Text provided
(begin)

Last year, the DeKalb City Council decided not to cancel its Dec. 19 workshop meeting for the holidays. Instead, they discussed issues that had arisen with the Keating brouhaha-ha project to decide if they should make changes to industrial development policy.

The motives were the best, but you can see from the minutes that they in fact decided nothing. At one point Mayor Van Buer asked the council not to get bogged down in details, but to think out 20-30 years ahead in order to formulate policy. If another train hadn’t come by, I swear you would have heard crickets chirping. The silence was stunning.

It’s obvious that DeKalb is having trouble with envisioning its future. This is not new, and seems to stem from a lack of strong identity. As I was reviewing Growth Summit material, I came across this tidbit from a Regional Planning Commission Meeting in 2003:

Mr. Nicklas asked if DeKalb had come any closer to being able to define and articulate what they want to look like and how they see themselves. Mr. Rasmussen [DeKalb Community Development Dept., also member of the Planning Commission] noted that the City was still extremely conflicted in this respect, having only recently (within the past 2 years) come to accept itself as a college town. He went on to add that in all his previous experiences, the towns he dealt with had a clear view of who they wanted to be. DeKalb, however, continues to be fragmented in its self-image. Mr. Nicklas asked how DeKalb was addressing the question, noting that he had never seen it addressed in a public venue. Mr. Rasmussen responded that the City had recently hired NIU to conduct a survey of a random group of DeKalb citizens to see if some pattern could be developed. Because this will be handled scientifically, it should shed some light on real feelings about growth and identity.

(end)

Supplied material
(begin)

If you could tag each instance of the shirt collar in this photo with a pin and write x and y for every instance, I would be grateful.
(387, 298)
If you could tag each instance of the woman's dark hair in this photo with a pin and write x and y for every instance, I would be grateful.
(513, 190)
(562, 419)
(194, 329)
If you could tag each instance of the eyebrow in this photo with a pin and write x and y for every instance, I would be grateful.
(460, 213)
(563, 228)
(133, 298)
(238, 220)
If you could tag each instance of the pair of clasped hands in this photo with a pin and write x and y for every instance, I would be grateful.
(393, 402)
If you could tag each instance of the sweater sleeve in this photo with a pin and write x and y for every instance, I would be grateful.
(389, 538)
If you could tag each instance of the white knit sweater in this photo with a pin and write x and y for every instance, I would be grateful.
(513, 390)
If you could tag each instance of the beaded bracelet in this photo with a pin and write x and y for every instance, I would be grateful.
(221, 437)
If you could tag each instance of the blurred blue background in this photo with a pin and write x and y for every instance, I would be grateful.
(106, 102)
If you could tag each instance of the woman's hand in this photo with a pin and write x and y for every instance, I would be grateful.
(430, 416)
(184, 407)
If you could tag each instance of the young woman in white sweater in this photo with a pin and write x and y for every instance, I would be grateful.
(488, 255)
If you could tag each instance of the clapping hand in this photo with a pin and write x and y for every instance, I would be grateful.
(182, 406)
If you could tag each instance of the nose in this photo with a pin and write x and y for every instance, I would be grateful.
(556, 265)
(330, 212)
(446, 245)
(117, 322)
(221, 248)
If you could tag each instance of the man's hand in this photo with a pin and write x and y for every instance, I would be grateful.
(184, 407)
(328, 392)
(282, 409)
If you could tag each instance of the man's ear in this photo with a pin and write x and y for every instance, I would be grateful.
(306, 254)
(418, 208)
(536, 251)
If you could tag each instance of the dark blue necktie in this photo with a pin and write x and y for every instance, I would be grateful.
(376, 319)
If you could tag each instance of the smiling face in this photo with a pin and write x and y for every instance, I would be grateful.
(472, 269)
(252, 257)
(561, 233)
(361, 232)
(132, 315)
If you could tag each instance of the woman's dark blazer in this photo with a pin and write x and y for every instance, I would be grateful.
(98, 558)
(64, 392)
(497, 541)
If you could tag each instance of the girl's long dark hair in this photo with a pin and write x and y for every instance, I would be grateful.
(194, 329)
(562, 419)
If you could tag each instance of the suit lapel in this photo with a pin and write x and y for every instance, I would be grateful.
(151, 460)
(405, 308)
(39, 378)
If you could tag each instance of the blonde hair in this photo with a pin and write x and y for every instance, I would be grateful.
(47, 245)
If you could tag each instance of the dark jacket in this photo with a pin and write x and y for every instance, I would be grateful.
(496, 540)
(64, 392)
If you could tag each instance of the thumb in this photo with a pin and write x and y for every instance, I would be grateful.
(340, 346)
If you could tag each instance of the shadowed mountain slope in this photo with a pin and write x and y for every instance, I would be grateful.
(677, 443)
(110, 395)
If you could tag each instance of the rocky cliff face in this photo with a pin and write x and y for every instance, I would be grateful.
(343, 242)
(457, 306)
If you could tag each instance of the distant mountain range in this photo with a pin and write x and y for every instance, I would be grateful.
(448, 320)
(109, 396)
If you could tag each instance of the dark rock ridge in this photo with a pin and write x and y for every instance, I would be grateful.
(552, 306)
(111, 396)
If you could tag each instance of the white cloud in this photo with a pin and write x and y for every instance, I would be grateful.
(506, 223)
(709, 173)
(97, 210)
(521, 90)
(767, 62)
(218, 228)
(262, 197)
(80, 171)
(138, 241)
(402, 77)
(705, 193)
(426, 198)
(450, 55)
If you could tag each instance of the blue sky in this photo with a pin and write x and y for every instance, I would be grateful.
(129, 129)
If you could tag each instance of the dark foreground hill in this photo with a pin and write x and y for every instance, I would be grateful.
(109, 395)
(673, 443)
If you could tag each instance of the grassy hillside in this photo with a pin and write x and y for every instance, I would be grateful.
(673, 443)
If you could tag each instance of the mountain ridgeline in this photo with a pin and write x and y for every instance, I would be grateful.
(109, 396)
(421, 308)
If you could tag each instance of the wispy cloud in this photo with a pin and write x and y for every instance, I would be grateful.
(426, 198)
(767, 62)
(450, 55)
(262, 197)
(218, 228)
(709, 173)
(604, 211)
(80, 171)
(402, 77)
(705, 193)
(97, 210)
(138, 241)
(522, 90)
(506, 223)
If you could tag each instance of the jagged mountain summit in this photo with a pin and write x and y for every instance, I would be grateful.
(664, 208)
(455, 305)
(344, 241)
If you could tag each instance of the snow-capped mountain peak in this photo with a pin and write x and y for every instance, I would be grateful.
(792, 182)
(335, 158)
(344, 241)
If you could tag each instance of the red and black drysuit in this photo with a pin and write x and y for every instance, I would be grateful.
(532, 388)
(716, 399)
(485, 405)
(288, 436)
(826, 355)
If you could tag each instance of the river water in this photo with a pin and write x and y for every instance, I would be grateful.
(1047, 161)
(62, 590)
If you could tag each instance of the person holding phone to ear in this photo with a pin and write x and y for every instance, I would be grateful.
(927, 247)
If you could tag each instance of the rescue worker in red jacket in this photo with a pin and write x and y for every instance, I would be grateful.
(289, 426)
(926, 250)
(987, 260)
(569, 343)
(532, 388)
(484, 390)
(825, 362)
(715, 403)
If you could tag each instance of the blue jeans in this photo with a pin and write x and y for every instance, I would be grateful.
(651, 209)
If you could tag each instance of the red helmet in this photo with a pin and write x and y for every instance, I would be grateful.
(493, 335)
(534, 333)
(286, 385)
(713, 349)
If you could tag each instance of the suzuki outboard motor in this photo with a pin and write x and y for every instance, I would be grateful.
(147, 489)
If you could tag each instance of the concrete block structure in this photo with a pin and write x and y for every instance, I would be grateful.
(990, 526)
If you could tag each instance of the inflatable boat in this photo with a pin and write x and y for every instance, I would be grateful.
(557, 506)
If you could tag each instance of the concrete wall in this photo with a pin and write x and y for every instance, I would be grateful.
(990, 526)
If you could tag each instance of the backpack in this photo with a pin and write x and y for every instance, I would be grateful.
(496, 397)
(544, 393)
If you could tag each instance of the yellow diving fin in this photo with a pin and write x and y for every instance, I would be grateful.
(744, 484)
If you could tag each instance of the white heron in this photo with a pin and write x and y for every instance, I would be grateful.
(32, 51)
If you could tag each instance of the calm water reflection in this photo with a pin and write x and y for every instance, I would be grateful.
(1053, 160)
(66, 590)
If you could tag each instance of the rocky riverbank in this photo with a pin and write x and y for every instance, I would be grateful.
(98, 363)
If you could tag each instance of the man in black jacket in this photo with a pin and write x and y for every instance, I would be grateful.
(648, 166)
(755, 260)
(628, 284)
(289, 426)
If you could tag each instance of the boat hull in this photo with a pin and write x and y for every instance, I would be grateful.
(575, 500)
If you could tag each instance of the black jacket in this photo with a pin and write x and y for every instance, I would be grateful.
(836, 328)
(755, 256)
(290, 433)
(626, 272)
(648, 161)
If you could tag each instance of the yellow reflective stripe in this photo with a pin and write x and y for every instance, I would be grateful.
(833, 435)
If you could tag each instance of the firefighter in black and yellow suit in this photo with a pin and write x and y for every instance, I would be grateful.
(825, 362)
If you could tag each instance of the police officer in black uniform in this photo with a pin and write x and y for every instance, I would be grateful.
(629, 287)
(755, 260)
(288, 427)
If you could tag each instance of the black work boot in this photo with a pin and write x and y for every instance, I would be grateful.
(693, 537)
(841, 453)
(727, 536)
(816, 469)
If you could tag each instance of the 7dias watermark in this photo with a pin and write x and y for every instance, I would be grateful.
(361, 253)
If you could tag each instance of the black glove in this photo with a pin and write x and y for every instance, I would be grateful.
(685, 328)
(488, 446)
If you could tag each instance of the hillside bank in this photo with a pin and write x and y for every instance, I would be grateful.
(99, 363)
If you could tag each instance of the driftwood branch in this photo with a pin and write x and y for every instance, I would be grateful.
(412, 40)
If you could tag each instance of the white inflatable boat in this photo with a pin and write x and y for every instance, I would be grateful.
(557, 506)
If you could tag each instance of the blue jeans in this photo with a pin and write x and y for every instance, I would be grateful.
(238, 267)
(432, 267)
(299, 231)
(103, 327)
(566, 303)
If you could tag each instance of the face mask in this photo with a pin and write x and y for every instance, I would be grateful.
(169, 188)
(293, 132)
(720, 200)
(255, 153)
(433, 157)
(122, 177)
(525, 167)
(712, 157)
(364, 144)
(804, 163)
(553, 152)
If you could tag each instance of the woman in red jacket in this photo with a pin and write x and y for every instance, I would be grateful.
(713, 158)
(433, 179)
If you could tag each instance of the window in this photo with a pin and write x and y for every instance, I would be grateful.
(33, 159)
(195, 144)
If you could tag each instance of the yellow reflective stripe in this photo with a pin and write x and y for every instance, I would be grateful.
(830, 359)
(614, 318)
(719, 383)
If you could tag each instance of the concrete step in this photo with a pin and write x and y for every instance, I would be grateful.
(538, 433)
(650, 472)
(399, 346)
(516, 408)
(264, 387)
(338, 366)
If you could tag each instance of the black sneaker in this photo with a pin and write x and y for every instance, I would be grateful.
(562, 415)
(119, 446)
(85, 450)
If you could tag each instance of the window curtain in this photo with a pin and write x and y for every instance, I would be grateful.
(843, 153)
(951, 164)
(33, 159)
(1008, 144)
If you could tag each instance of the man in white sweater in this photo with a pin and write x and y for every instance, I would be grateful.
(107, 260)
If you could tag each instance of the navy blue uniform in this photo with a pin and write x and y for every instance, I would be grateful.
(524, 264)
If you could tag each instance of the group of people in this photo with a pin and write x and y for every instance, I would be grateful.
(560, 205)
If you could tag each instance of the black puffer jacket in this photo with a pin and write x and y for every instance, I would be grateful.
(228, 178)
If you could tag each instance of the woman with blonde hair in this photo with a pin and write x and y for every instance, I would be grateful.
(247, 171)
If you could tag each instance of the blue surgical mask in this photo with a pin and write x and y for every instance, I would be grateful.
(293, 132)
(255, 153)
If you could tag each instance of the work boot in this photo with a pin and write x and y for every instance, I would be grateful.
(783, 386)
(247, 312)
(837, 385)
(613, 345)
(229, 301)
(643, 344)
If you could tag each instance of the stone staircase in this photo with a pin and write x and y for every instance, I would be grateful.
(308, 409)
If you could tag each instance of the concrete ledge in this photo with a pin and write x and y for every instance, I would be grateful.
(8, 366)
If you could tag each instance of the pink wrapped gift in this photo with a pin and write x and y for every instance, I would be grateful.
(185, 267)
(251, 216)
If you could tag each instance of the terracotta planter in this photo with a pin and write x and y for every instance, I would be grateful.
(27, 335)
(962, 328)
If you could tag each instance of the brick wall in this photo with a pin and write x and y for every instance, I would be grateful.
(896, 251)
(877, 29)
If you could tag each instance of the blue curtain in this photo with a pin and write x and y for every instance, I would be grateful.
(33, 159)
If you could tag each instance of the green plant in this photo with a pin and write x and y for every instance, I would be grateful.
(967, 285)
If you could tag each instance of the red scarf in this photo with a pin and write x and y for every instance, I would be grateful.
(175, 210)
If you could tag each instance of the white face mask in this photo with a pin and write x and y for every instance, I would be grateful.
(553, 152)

(end)

Required work
Print the passage of the DeKalb article starting at "Last year, the" and ending at "industrial development policy.", word for word.

Exercise solution
Last year, the DeKalb City Council decided not to cancel its Dec. 19 workshop meeting for the holidays. Instead, they discussed issues that had arisen with the Keating brouhaha-ha project to decide if they should make changes to industrial development policy.